-- BEGIN SELECTED PASSAGE --

Please accept cordial greetings and best wishes from Russia.

Vladimir Gudzenko, Moskovskaya Oblast, Russia

It's a pleasure to send a sample copy of the Washington Report, which now has subscribers at $55 per year in 60 countries outside North America. Subscriptions in the U.S. are $19 and in Canada and Mexico $30 (U.S.). Other AET services available overseas are the weekly Middle East Clipboard, available by air at $1,300 per year; and FAXCLIPS, available six days a week (overseas only) at $100 a week or $5,000 a year.

NGO Support for Palestine

I was pleased to meet your executive editor in Toronto at the Eleventh United Nations North American NGO Symposium on the Question of Palestine. Having presided over two of these symposia in earlier years, it was quite refreshing to focus on "Palestine: Toward a Just and Lasting Peace—Mobilizing NGO Support for Cooperation and Development" in light of today's realities.

This brings me to the reason for writing. I look forward eagerly to your reporting of this symposium to the wider constituency of the Washington Report. As one who has been involved for the past 15 years in working for peace with justice in Israel-Palestine, I often speak and teach on this subject. My advice to interested persons is, "If you can only subscribe to one publication, I recommend the Washington Report on Middle East Affairs!" Keep up the good reporting.

-- END SELECTED PASSAGE --
-- BEGIN GIVEN ENTRIES --

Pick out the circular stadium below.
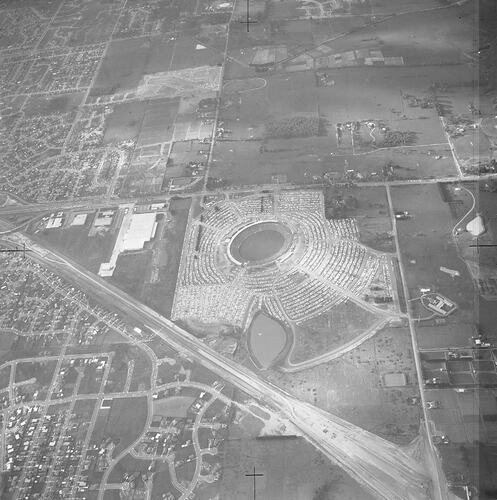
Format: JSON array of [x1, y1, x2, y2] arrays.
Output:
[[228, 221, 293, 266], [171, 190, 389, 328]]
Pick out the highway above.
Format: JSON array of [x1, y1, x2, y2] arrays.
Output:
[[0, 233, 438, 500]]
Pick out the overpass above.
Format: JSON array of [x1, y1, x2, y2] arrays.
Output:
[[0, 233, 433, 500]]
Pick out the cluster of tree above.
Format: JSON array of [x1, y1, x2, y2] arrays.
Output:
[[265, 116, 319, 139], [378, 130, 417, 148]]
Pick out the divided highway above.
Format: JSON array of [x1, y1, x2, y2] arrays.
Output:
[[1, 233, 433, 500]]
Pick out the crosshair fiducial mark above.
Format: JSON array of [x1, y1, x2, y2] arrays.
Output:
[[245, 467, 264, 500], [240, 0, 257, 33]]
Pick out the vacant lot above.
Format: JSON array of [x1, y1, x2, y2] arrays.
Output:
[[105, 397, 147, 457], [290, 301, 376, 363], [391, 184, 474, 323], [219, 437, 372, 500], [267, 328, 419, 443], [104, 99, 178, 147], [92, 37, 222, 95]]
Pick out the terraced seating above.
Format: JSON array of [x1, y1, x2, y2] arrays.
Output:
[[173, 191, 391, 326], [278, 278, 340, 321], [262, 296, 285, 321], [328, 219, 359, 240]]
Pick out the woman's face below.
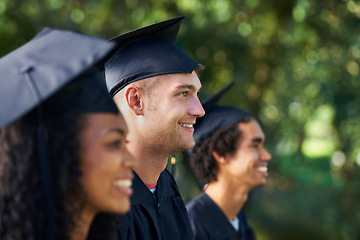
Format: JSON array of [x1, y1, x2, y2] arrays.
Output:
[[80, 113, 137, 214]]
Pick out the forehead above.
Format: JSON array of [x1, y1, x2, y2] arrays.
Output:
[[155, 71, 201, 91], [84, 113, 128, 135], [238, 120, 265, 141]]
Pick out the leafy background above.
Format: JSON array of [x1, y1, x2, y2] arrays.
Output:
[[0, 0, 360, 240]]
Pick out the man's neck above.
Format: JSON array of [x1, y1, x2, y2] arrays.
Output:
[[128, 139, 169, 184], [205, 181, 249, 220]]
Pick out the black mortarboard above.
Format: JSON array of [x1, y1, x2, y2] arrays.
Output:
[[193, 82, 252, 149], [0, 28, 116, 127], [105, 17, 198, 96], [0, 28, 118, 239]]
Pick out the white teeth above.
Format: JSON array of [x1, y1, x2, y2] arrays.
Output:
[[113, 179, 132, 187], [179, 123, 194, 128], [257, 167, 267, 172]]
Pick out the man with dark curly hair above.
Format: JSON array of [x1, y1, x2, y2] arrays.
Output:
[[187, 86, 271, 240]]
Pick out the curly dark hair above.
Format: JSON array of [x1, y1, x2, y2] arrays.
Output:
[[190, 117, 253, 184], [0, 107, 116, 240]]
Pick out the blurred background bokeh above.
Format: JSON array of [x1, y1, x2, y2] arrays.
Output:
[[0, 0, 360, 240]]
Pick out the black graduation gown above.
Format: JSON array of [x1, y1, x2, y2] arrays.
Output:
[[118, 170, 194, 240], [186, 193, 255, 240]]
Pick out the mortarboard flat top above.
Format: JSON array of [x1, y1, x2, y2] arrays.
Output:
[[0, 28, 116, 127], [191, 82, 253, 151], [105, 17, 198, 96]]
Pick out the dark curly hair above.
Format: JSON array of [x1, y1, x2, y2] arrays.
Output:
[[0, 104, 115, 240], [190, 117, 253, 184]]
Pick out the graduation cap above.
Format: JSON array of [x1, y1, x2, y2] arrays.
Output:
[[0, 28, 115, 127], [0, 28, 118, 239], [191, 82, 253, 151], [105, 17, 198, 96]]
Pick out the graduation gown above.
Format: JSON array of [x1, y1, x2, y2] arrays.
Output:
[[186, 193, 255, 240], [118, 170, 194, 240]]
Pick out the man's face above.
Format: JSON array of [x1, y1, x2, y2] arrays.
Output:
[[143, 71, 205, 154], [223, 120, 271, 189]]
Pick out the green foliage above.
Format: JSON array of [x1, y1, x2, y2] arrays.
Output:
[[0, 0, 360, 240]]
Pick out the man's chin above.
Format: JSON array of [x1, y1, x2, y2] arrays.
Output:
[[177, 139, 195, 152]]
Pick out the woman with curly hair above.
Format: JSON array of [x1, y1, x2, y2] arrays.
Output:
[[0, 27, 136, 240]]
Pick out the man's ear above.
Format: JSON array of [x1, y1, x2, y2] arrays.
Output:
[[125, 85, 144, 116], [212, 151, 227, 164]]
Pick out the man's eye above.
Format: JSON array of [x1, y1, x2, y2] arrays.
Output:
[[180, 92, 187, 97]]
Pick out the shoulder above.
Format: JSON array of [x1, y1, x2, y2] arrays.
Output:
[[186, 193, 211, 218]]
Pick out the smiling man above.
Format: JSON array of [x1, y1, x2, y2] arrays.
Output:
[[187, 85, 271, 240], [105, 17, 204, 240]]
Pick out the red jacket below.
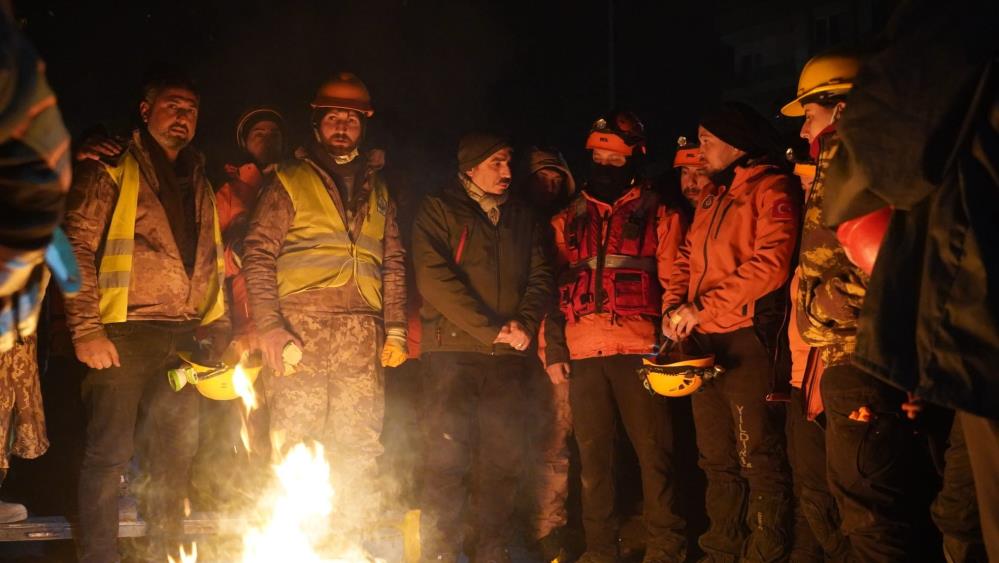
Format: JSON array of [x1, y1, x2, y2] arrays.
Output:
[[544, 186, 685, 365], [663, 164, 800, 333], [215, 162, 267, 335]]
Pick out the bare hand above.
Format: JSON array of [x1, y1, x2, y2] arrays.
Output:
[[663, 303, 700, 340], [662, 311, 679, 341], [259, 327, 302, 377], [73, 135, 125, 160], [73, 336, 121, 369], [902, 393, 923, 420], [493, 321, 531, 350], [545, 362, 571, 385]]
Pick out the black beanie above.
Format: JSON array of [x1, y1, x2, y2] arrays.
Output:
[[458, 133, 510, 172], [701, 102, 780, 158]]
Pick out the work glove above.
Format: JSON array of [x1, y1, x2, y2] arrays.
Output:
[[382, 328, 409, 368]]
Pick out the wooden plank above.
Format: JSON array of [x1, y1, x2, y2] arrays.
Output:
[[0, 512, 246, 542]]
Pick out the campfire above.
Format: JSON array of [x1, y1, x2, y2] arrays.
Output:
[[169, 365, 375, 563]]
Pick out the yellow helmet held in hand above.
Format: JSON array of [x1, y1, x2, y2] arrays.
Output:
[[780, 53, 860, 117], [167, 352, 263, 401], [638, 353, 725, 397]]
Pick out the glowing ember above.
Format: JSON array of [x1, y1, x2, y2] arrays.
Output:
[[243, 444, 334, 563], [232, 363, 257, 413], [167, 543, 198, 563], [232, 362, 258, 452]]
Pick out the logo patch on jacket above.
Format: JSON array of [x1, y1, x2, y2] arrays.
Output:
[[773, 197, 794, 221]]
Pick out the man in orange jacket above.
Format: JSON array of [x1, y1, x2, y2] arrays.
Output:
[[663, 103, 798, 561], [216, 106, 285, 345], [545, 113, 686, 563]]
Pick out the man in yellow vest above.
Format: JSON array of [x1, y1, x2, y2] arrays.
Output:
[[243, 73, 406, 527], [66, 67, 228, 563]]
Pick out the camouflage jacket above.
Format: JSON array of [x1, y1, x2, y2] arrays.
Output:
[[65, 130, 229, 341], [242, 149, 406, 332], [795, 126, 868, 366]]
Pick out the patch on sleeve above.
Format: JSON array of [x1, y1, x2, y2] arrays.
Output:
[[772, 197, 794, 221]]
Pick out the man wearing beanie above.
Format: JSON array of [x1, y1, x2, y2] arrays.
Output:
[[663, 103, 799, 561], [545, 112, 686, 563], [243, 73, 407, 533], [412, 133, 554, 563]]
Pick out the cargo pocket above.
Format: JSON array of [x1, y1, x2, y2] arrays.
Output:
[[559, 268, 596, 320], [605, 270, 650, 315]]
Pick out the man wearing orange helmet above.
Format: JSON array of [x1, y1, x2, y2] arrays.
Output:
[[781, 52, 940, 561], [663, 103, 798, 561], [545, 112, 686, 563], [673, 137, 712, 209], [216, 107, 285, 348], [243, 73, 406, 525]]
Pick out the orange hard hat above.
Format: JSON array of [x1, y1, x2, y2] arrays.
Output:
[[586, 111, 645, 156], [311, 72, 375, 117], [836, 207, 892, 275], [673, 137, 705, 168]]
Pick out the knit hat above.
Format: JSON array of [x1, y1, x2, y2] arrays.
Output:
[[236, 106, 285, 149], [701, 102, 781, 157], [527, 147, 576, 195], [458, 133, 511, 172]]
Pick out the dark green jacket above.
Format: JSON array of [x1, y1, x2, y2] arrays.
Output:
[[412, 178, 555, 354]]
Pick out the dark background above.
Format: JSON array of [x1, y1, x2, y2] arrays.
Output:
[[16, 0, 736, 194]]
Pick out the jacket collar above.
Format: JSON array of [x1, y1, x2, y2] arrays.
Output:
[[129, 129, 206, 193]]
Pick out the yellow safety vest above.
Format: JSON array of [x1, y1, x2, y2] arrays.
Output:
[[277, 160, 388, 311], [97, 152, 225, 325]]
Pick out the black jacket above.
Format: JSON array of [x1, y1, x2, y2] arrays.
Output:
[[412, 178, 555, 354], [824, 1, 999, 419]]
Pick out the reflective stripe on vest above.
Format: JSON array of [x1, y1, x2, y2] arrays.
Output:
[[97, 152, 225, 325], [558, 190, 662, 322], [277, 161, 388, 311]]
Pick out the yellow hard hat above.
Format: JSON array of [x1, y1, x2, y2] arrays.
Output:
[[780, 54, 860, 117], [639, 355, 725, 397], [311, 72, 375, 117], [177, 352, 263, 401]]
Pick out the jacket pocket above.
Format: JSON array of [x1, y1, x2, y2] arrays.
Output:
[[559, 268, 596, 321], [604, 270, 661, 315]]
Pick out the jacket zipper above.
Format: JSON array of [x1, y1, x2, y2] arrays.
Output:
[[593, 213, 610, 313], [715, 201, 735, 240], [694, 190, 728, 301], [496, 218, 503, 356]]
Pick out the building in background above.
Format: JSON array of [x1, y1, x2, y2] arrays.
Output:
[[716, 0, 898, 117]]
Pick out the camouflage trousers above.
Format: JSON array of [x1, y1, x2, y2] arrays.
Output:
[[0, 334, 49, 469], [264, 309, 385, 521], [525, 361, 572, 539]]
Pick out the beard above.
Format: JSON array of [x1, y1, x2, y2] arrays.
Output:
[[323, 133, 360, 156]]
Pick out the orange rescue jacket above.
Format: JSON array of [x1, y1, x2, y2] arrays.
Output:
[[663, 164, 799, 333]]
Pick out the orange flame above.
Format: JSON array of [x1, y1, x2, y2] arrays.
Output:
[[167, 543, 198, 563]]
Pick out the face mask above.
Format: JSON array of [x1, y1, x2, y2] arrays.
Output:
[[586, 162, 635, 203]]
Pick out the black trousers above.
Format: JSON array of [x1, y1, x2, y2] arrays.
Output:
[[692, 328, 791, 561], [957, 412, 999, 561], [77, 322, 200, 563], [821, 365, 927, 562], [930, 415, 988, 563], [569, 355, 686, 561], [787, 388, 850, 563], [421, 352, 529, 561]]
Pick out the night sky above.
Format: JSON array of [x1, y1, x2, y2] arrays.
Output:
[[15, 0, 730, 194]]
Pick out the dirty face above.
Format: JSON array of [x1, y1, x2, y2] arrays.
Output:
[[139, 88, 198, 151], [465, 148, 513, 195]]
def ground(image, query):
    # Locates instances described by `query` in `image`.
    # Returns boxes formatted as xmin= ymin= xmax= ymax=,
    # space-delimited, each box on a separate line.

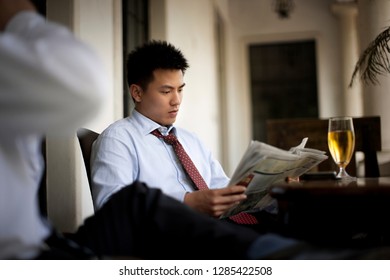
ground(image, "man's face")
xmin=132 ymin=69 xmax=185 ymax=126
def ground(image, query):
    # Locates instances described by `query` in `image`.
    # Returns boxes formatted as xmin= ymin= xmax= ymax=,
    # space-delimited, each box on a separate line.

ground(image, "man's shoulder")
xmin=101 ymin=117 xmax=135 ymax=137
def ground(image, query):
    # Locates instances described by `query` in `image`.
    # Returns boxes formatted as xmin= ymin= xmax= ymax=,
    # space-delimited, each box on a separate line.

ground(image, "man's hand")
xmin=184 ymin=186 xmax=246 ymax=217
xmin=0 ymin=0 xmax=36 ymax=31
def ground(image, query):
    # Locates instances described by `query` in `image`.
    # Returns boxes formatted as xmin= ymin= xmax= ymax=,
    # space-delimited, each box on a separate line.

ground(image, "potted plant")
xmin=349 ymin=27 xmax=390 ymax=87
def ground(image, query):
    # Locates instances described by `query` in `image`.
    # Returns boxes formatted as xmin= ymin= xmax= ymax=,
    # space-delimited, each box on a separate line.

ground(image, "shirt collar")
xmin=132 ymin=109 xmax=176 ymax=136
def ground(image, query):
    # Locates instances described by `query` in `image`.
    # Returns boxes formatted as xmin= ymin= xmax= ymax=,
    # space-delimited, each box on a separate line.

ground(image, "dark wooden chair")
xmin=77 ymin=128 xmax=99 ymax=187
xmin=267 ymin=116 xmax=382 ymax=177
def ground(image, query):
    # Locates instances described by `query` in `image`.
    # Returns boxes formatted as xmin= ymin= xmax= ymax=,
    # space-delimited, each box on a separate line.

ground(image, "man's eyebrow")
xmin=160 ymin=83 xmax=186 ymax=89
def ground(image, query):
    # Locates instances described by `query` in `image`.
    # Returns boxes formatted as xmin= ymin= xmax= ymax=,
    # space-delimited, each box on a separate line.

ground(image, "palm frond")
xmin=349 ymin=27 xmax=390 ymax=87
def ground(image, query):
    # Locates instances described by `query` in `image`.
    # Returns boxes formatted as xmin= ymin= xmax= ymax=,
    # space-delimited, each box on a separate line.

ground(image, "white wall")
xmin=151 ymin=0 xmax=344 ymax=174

-- END GIVEN ENTRIES --

> WHAT TO DO
a – In the Washington Report letters, in what city did the writer meet the executive editor?
b – Carry on with the Washington Report letters from the point where they stop.
The entries aren't needed for any of this.

> TASK RESPONSES
a – Toronto

b –
Ethel W. Born, Salem, VA

We find your taste in magazines impeccable, just as we find participation in these meetings inspiring. They bring U.S. and Canadian human rights advocates into personal contact with leading Israeli and Palestinian peace activists. Perhaps equally invigorating is the chance for North American Christian, Jewish and Muslim religious leaders, legislators, trade unionists, leaders of ethnic groups and educators to meet and mingle with each other and with diplomats accredited to the U.N. from countries all over the world. These contacts provide reassuring visible proof that despite a near total boycott of the subject by the mainstream media in the U.S. and Canada, there are opinion molders who care passionately about the dispossession and defamation of the Palestinians, and that such activists are growing both in numbers and in strength of commitment to peace with justice in the Middle East.